▶ [Exercise]:
Nothing but the records themselves, exactly as written and free of pictures, should appear in your response.

[Given records]

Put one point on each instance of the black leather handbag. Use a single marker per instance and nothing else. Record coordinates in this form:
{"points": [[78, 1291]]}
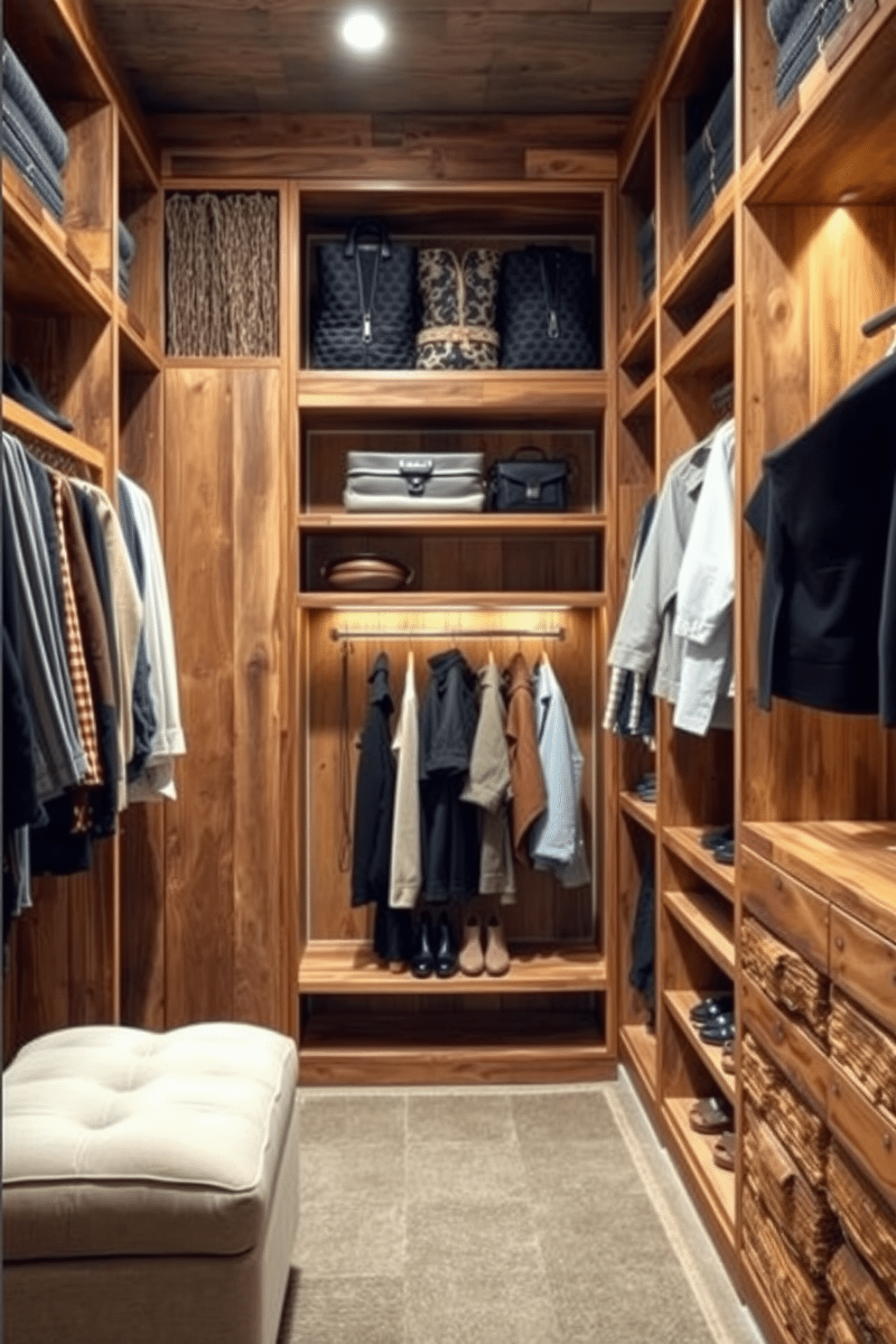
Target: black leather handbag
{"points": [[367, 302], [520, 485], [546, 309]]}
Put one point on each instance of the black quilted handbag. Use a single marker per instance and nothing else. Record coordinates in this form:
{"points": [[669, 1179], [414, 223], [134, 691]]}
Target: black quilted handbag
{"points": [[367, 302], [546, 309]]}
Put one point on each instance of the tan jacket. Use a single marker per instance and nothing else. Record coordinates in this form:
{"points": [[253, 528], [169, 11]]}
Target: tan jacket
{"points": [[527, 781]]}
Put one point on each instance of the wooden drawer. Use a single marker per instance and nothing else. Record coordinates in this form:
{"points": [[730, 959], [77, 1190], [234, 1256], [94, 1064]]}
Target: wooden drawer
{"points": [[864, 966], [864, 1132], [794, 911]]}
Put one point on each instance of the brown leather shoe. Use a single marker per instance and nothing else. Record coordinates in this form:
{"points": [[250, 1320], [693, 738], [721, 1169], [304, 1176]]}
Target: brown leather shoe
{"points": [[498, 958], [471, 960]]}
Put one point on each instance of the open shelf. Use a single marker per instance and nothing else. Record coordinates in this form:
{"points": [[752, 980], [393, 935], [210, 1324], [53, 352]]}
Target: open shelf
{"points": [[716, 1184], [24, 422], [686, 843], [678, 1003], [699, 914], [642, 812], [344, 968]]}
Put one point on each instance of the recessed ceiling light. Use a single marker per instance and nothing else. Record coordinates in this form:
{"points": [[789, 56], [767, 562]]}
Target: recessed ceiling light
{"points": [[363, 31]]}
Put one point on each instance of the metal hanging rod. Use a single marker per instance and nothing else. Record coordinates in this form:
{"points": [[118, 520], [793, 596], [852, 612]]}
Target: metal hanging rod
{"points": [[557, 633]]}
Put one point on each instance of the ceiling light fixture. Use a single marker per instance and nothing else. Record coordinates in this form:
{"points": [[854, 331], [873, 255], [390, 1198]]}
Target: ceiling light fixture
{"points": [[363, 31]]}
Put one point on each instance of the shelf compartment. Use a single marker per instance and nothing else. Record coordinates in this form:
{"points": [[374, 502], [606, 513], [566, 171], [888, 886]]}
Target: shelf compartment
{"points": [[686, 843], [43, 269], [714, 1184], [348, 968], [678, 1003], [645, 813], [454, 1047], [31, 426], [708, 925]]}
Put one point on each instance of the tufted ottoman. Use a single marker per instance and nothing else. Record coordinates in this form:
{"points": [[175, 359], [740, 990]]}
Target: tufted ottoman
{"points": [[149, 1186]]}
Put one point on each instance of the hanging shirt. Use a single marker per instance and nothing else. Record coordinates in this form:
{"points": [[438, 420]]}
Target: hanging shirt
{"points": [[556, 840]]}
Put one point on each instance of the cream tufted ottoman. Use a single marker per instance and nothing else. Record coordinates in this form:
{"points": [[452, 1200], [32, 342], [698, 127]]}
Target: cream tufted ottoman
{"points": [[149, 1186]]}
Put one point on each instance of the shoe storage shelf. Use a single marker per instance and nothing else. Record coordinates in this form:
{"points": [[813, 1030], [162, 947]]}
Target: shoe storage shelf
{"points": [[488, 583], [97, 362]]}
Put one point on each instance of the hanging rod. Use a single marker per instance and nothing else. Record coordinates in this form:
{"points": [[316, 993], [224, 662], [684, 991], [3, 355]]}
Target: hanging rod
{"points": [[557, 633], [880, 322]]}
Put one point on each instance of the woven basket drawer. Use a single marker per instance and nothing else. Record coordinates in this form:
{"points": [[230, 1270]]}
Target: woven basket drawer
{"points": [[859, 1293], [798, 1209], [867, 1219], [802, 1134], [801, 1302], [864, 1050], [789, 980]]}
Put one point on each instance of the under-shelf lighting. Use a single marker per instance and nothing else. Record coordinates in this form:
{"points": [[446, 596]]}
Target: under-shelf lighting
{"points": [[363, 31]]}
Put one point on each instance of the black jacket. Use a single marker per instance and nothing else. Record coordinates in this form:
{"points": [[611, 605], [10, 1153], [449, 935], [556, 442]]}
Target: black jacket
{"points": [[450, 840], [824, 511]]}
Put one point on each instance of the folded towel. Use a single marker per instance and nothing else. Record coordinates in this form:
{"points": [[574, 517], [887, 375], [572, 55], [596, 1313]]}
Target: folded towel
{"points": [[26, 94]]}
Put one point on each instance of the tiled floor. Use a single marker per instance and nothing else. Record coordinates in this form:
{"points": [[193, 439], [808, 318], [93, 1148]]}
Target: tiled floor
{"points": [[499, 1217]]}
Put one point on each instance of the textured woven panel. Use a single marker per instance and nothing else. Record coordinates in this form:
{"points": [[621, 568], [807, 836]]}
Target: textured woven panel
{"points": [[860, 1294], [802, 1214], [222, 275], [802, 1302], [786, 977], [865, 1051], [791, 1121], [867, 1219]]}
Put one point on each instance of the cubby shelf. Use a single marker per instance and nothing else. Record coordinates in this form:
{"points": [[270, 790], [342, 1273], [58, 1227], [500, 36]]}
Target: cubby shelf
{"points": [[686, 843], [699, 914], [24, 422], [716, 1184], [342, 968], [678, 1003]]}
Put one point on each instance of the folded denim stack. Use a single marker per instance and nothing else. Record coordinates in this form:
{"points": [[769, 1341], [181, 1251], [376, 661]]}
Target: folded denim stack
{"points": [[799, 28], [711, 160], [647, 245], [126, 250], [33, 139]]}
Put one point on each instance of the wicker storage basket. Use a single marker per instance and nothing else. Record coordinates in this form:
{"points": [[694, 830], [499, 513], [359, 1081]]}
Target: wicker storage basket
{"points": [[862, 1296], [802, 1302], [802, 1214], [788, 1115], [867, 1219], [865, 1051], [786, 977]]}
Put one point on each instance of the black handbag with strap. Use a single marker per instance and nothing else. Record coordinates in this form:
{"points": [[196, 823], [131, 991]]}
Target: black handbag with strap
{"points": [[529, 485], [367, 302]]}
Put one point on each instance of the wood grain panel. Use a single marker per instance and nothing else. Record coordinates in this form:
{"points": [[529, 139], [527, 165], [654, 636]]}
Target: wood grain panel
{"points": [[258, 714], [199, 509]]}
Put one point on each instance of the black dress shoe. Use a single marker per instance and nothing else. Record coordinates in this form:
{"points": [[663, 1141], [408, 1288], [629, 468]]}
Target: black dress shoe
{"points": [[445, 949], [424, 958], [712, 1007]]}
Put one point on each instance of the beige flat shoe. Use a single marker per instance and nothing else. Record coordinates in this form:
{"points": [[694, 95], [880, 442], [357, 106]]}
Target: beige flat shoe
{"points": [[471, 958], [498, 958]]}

[/Given records]

▶ [Task solution]:
Put one point on each instance of the black leather handbag. Use a single marker per instance and nothing else. Record coordinates in this form:
{"points": [[78, 1291]]}
Target: black leather handbag
{"points": [[367, 302], [520, 485], [546, 309]]}
Put one point on each instance of the black quilted handbag. Use a single marker per instance and nothing else. Record coordinates in this form:
{"points": [[669, 1179], [414, 223], [134, 691]]}
Target: black quilted handbag
{"points": [[367, 302], [546, 309]]}
Put one point on each instance of the tan jacket. Use a single marker per instance and nothing else. Record coordinates in this form:
{"points": [[253, 528], [169, 11]]}
Target: tan jacket
{"points": [[527, 781]]}
Put one point on each instance of the wooden drawer. Use a single marker per instance and nothing else. Record coordinates in this form:
{"points": [[730, 959], [77, 1190], [234, 1256], [94, 1064]]}
Target: wooden drawer
{"points": [[864, 966], [864, 1132], [794, 911]]}
Put one point on each instance of the brown leather shoe. Use a single marker per instance and nothing else. Record coordinates in this form:
{"points": [[250, 1320], [693, 738], [721, 1169], [304, 1176]]}
Target: brown leather shoe
{"points": [[498, 958], [471, 960]]}
Put one point on each instance of the open shelf. Use a single marker per instance and nothing else. Record coordinates in this form:
{"points": [[752, 980], [393, 935], [210, 1324], [53, 352]]}
Target: open shelf
{"points": [[716, 1184], [24, 422], [686, 843], [678, 1003], [699, 914], [642, 812], [344, 968]]}
Put one point on each instance of the recessed ceiling light. Use a single marker per instance and nothing else. Record coordinates in this form:
{"points": [[789, 56], [767, 562]]}
Target: recessed ceiling light
{"points": [[363, 31]]}
Put one point on each instance of the metal hanging rod. Use a single marker per instance and nothing else. Record coordinates in this form:
{"points": [[118, 520], [793, 596], [852, 612]]}
Target: metal hanging rod
{"points": [[557, 633]]}
Put one point on each instance of the ceiling light fixture. Use a single marker per instance and nothing else. Record coordinates in this form:
{"points": [[854, 331], [873, 255], [390, 1198]]}
Target: ceiling light fixture
{"points": [[363, 31]]}
Put one point on each instance of the shelf compartment. Use a single marker per instance and nothing else. Record coordinates in this form:
{"points": [[374, 502], [606, 513], [566, 171], [888, 886]]}
Target: shelf compartment
{"points": [[686, 843], [43, 269], [714, 1184], [348, 968], [678, 1003], [645, 813], [454, 1047], [31, 426], [708, 925]]}
Put one point on each instance of the tufted ottoman. Use a single marker per instance and nothing else. Record coordinates in this form:
{"points": [[175, 359], [740, 990]]}
Target: tufted ottoman
{"points": [[149, 1186]]}
Put one point on each instance of the hanging shirt. Use a single marker per instance and nothing else. Record coordinates in this form:
{"points": [[438, 420]]}
Target: hanging shirt
{"points": [[556, 840]]}
Put one point on each instance of the cream tufted ottoman. Use a single marker per instance and nothing else. Record coordinates in this form:
{"points": [[452, 1200], [32, 342], [698, 127]]}
Target: cream tufted ottoman
{"points": [[149, 1186]]}
Put one point on each instance of the shoe storage shelf. Use a single marker per instance and nothing else. Record coordinates in this form:
{"points": [[813, 1030], [162, 947]]}
Target: shoe storage shelf
{"points": [[488, 583], [97, 362]]}
Put one point on each instance of the hanging rod. Use a single marker per instance and nothing else. Record coordinates in this form:
{"points": [[316, 993], [224, 662], [684, 991], [3, 355]]}
Target: hanging rod
{"points": [[557, 633], [880, 322]]}
Put one point on each instance of the woven basket drawer. Use a single marker per instance and nothing else. Record coordinates in this form:
{"points": [[230, 1270]]}
Target: woven basket drawer
{"points": [[859, 1293], [798, 1209], [867, 1219], [802, 1134], [801, 1302], [864, 1050], [789, 980]]}
Put one point on each instance of the under-shelf lighting. Use a single marker per instance and nothing else. Record coordinates in this form:
{"points": [[446, 596]]}
Target: under-shelf lighting
{"points": [[363, 31]]}
Put one point on each instance of the black jacket. Use a single marker per instance and nothing else. Record coordinates in this form:
{"points": [[611, 605], [10, 1153], [449, 935], [556, 442]]}
Target: black jacket
{"points": [[450, 840], [824, 511]]}
Put one point on each instance of the folded towel. Use a single marker per instance and nothing else. Record coordinates in this form:
{"points": [[574, 517], [887, 375], [572, 55], [596, 1313]]}
Target: folded towel
{"points": [[26, 94]]}
Put one point on each instance of the tiled floor. Use a single marker per instance and nothing else. Record coordinates in this form:
{"points": [[193, 439], [808, 318], [93, 1148]]}
Target: tiled floor
{"points": [[499, 1217]]}
Put one point on each instance of the textured woven panel. Use a single marker per instance and nothing else. Record coordinates in this form:
{"points": [[621, 568], [807, 836]]}
Target: textured woven panel
{"points": [[860, 1294], [802, 1214], [222, 275], [802, 1302], [786, 977], [865, 1051], [791, 1121], [867, 1219]]}
Put one point on each instance of the cubby shelf. Use a single marker per instance and nothing else. Record coordinates in this form:
{"points": [[270, 790], [342, 1273], [58, 1227], [500, 36]]}
Target: cubby shelf
{"points": [[686, 843], [699, 914], [24, 422], [716, 1184], [342, 968], [678, 1003]]}
Put one point on each instance of the folded denim stack. Use a single marker per instance and nothing else. Record coordinates in this form:
{"points": [[769, 1341], [181, 1251], [376, 661]]}
Target: folded denim stack
{"points": [[799, 28], [711, 160], [647, 245], [126, 250], [33, 139]]}
Put one point on each instance of the wicker storage basket. Use a single marker per instance and nothing else. Record coordinates in this form:
{"points": [[694, 830], [499, 513], [359, 1081]]}
Target: wicker storage basket
{"points": [[862, 1296], [802, 1302], [802, 1214], [788, 1115], [867, 1219], [865, 1051], [786, 977]]}
Put one point on each instance of the black handbag with strap. Use a single marker per instance and nothing else. Record coordinates in this form:
{"points": [[196, 823], [131, 991]]}
Target: black handbag with strap
{"points": [[529, 485], [367, 302]]}
Put one point on each instance of the wood grain panel. Use a single marker per instance and nothing else. Record coordinates in this form:
{"points": [[529, 139], [527, 165], [654, 636]]}
Target: wood grain panel
{"points": [[258, 714], [199, 509]]}
Put one point on each instance of the black dress shoe. Use a single marker per instance and nothing else. Record coordinates in this form:
{"points": [[663, 1141], [408, 1288], [629, 468]]}
Target: black dress shoe
{"points": [[445, 949], [424, 958], [712, 1007]]}
Put one point on each instance of the beige flat shoe. Use a single marker per instance and nothing else. Record coordinates in this form:
{"points": [[694, 95], [880, 442], [357, 106]]}
Target: beige flat shoe
{"points": [[471, 958], [498, 958]]}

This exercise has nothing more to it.